WHAT NEEDS TO BE DONE
Copy out the records that appear below, exactly as each one reads.

DATA FOR THIS TASK

↓↓↓

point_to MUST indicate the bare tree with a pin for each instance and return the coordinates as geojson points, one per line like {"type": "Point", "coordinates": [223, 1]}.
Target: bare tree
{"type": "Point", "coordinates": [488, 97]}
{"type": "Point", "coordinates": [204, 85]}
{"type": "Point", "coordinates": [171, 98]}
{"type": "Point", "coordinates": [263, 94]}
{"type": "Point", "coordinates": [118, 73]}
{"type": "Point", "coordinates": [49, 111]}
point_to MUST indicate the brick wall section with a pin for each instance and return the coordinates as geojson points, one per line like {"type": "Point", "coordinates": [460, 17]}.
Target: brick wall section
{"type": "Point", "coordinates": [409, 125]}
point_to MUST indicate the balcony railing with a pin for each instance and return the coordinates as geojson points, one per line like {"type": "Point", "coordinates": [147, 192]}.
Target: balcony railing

↑↑↑

OUTPUT BELOW
point_to MUST indicate the bare tree with a pin for each instance and return the coordinates as geojson points, one per line like {"type": "Point", "coordinates": [223, 1]}.
Target: bare tree
{"type": "Point", "coordinates": [488, 97]}
{"type": "Point", "coordinates": [204, 85]}
{"type": "Point", "coordinates": [171, 98]}
{"type": "Point", "coordinates": [263, 94]}
{"type": "Point", "coordinates": [118, 73]}
{"type": "Point", "coordinates": [49, 111]}
point_to MUST indicate the brick wall section with a pin for each instance and return the coordinates as geojson points, one per line like {"type": "Point", "coordinates": [460, 17]}.
Target: brick wall section
{"type": "Point", "coordinates": [409, 125]}
point_to MUST indicate the balcony railing with a pin for each instance and return the coordinates as geojson points, one per line like {"type": "Point", "coordinates": [147, 192]}.
Target: balcony railing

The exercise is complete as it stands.